Work instruction: Return every line below as is, leaving out the pictures.

Provided data:
[Start of Attachment]
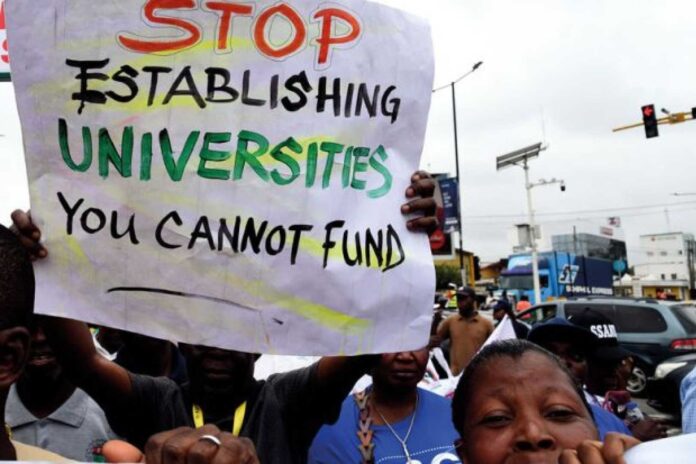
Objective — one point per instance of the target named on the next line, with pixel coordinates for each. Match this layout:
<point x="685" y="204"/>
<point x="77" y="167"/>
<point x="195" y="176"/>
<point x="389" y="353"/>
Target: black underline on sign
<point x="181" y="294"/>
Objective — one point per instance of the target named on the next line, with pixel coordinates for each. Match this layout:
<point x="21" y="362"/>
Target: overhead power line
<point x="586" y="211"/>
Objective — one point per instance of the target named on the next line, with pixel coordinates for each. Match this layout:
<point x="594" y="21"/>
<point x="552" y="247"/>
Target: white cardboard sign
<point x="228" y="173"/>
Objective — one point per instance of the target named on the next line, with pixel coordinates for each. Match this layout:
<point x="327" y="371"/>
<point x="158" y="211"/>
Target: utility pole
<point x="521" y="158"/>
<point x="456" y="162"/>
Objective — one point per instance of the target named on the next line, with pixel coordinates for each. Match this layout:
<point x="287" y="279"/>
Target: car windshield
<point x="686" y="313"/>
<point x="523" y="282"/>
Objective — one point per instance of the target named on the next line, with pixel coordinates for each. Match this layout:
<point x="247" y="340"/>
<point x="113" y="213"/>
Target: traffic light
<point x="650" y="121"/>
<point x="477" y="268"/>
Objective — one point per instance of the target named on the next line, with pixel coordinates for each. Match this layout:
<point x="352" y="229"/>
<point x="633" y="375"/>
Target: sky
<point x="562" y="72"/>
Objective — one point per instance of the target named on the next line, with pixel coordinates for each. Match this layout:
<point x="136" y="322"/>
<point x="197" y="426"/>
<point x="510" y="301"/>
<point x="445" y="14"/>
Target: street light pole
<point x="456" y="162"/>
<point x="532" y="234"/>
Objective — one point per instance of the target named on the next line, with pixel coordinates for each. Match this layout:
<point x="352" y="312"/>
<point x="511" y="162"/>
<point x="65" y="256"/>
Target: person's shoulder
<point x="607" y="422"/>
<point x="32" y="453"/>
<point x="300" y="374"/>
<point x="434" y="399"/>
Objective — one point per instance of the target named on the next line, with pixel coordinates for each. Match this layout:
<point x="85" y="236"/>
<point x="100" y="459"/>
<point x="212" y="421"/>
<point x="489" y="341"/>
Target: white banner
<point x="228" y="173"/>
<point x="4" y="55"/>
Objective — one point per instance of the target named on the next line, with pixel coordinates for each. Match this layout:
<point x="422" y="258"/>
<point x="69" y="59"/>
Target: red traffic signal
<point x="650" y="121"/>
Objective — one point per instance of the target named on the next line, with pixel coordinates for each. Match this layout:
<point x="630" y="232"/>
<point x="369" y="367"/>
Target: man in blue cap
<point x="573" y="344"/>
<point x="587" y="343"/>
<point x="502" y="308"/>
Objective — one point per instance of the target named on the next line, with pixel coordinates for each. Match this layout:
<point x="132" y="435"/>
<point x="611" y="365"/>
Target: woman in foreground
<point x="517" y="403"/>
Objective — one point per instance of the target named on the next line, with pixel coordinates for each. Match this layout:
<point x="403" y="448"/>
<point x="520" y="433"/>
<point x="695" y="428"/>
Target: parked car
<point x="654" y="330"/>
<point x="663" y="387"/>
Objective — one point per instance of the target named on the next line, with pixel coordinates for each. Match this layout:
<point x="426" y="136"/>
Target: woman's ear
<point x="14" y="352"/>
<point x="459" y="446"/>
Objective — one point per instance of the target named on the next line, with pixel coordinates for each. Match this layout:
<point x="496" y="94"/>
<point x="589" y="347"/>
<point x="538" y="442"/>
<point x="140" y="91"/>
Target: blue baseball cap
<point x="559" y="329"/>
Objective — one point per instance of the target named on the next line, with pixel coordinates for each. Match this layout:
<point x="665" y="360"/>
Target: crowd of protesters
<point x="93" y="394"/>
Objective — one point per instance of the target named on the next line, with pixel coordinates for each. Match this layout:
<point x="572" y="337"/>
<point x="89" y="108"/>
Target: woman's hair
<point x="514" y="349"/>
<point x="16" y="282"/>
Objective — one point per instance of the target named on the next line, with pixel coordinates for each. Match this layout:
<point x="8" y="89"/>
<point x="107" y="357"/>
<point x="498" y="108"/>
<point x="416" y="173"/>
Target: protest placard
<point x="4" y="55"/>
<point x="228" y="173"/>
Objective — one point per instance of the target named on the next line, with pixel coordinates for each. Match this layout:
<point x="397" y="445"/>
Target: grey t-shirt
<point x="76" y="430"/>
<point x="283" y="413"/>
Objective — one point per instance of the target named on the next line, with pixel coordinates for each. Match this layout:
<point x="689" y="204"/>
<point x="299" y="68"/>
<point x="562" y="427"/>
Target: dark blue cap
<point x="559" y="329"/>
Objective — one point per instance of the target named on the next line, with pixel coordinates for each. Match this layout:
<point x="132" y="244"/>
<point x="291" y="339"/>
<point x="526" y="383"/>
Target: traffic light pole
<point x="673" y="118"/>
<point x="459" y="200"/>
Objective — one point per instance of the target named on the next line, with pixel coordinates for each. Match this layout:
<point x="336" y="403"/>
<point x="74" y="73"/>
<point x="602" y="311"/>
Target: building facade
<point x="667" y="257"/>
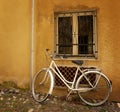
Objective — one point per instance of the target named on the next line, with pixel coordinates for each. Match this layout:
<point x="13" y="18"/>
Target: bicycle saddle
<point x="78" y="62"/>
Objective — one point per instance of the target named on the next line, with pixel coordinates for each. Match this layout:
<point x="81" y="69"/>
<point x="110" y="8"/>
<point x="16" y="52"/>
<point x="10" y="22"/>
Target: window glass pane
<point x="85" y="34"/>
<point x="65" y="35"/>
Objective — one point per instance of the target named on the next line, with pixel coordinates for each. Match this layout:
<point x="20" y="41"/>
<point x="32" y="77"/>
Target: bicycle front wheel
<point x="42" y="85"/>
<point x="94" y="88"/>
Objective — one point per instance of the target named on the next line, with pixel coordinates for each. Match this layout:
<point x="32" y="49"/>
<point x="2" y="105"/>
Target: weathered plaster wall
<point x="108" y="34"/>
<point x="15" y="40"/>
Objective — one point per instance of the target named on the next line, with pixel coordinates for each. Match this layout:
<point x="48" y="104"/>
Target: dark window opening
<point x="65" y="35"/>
[End of Attachment]
Solution for this exercise:
Objective — one point per instance of the target named on the next line, with pixel coordinates for each. Match this layout:
<point x="685" y="204"/>
<point x="77" y="167"/>
<point x="195" y="176"/>
<point x="389" y="353"/>
Target: black underline on sign
<point x="181" y="294"/>
Objective — one point per instance of the target named on the next line, with pixel coordinates for each. Match this layout:
<point x="21" y="362"/>
Target: overhead power line
<point x="586" y="211"/>
Objective — one point per instance of the target named on the next line, with pixel coordinates for each. Match this layout:
<point x="594" y="21"/>
<point x="552" y="247"/>
Target: white cardboard sign
<point x="228" y="173"/>
Objective — one point per instance of the target named on the next line, with pixel coordinates for each. Match this layout:
<point x="327" y="371"/>
<point x="158" y="211"/>
Target: utility pole
<point x="521" y="158"/>
<point x="456" y="162"/>
Objective — one point per instance of the target named on the next line, with pixel coordinates for each. Match this layout:
<point x="287" y="279"/>
Target: car windshield
<point x="686" y="313"/>
<point x="523" y="282"/>
Objective — one point per instance of the target named on the next line, with pixel coordinates for each. Match this layout:
<point x="247" y="340"/>
<point x="113" y="213"/>
Target: traffic light
<point x="650" y="121"/>
<point x="477" y="268"/>
Objective — one point per instance of the target named on the next line, with pixel coordinates for each. Match this layout:
<point x="352" y="229"/>
<point x="633" y="375"/>
Target: sky
<point x="562" y="72"/>
Objective — one point per instance of the target named on the next line, with pixel coordinates for each. Match this layout:
<point x="136" y="322"/>
<point x="197" y="426"/>
<point x="510" y="301"/>
<point x="445" y="14"/>
Target: street light pole
<point x="456" y="162"/>
<point x="532" y="234"/>
Objective — one point per instance of the target named on the next line, with pixel coordinates for each. Match this layout:
<point x="352" y="312"/>
<point x="511" y="162"/>
<point x="65" y="256"/>
Target: person's shoulder
<point x="607" y="422"/>
<point x="32" y="453"/>
<point x="300" y="374"/>
<point x="434" y="399"/>
Objective — one point per instance of the target named on the next line, with pixel coordinates for each. Match this layout:
<point x="85" y="236"/>
<point x="100" y="459"/>
<point x="212" y="421"/>
<point x="489" y="341"/>
Target: white banner
<point x="228" y="173"/>
<point x="4" y="55"/>
Objective — one point per instance of the target named on the next line, with pixel coordinates for each. Match this layout:
<point x="422" y="258"/>
<point x="69" y="59"/>
Target: red traffic signal
<point x="650" y="121"/>
Objective — one point per instance of the target named on the next line, with pixel coordinates for each. Match this layout:
<point x="630" y="232"/>
<point x="369" y="367"/>
Target: man in blue cap
<point x="573" y="344"/>
<point x="587" y="343"/>
<point x="502" y="308"/>
Objective — one point per instance of the target named on the next line, with pixel coordinates for each. Match this layout:
<point x="132" y="435"/>
<point x="611" y="365"/>
Target: woman in foreground
<point x="517" y="403"/>
Objective — one point per instance of the target named on the next line, with pixel coordinates for each. Match this layout:
<point x="403" y="448"/>
<point x="520" y="433"/>
<point x="695" y="428"/>
Target: parked car
<point x="654" y="330"/>
<point x="663" y="387"/>
Objective — one point per instance of the target named on the next line, with pixel coordinates for each. Match this layout:
<point x="426" y="136"/>
Target: woman's ear
<point x="14" y="352"/>
<point x="459" y="446"/>
Objective — one point per instance of the target named on the next line, with pixel coordinates for each. Match this layout:
<point x="496" y="94"/>
<point x="589" y="347"/>
<point x="538" y="442"/>
<point x="140" y="91"/>
Target: blue baseball cap
<point x="559" y="329"/>
Objective — one point per instance of the target named on the next line, with pixel coordinates for each. Match this layout:
<point x="665" y="360"/>
Target: crowd of protesters
<point x="93" y="394"/>
Objective — one point per instance of the target named on the next line, with pixel coordinates for each. Match this layout:
<point x="572" y="337"/>
<point x="89" y="108"/>
Target: woman's hair
<point x="514" y="349"/>
<point x="16" y="282"/>
Objective — one point per instance of the target named on the next line, with pixel coordinates for each. Match this layout:
<point x="8" y="89"/>
<point x="107" y="357"/>
<point x="498" y="108"/>
<point x="416" y="173"/>
Target: protest placard
<point x="4" y="55"/>
<point x="228" y="173"/>
Objective — one point per instance of the target named on the next line, with pixel coordinates for each. Match this layout:
<point x="397" y="445"/>
Target: grey t-shirt
<point x="76" y="430"/>
<point x="283" y="413"/>
Objective — one point per instance of the target named on the next line, with pixel coordinates for each. Match this layout:
<point x="689" y="204"/>
<point x="299" y="68"/>
<point x="562" y="427"/>
Target: dark blue cap
<point x="559" y="329"/>
Objective — one point per instance of the target named on the next line, with pixel coordinates for each. Match this layout:
<point x="132" y="244"/>
<point x="291" y="339"/>
<point x="526" y="383"/>
Target: traffic light pole
<point x="673" y="118"/>
<point x="459" y="200"/>
Objective — one point per instance of the target named on the next line, with pixel coordinates for each. Match this layout:
<point x="336" y="403"/>
<point x="74" y="73"/>
<point x="602" y="311"/>
Target: building facade
<point x="667" y="257"/>
Objective — one point per instance of the target named on the next line, with pixel coordinates for each. Match this layout:
<point x="13" y="18"/>
Target: bicycle saddle
<point x="78" y="62"/>
Objective — one point per instance of the target named on the next line, with pixel coordinates for each. Match this layout:
<point x="81" y="69"/>
<point x="110" y="8"/>
<point x="16" y="52"/>
<point x="10" y="22"/>
Target: window glass pane
<point x="85" y="34"/>
<point x="65" y="35"/>
Objective — one point per instance of the target named on the next line, with pixel coordinates for each. Match this layout:
<point x="20" y="41"/>
<point x="32" y="77"/>
Target: bicycle front wheel
<point x="42" y="85"/>
<point x="94" y="88"/>
Objective — one point per instance of the target named on the next line, with pixel coordinates for each. Match this layout:
<point x="32" y="49"/>
<point x="2" y="105"/>
Target: weathered plaster wall
<point x="108" y="34"/>
<point x="15" y="40"/>
Objective — one point per instance of the target named on the next line, with pixel coordinates for each. Match this layout:
<point x="48" y="104"/>
Target: dark window opening
<point x="65" y="35"/>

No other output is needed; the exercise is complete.